Box annotations for photos:
· · ·
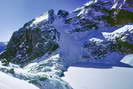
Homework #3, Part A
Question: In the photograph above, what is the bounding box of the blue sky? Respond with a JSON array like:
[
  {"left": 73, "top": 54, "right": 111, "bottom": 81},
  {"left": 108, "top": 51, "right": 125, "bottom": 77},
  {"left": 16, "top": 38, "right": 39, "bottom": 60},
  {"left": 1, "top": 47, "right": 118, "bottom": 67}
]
[{"left": 0, "top": 0, "right": 88, "bottom": 41}]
· · ·
> _YOUR TASK_: Please put each line of the records into a JSON list of strings, one string per line, with blank lines and the pictures left out.

> _TASK SOLUTION_:
[
  "Homework #3, Part A",
  "Question: In the photograph above, what is the bounding box of the blue sky? Respond with a JSON array like:",
  "[",
  "  {\"left\": 73, \"top\": 54, \"right\": 111, \"bottom\": 81},",
  "  {\"left\": 108, \"top\": 51, \"right\": 125, \"bottom\": 77},",
  "  {\"left\": 16, \"top\": 38, \"right\": 39, \"bottom\": 60},",
  "  {\"left\": 1, \"top\": 47, \"right\": 118, \"bottom\": 67}",
  "]",
  "[{\"left\": 0, \"top\": 0, \"right\": 88, \"bottom\": 41}]"
]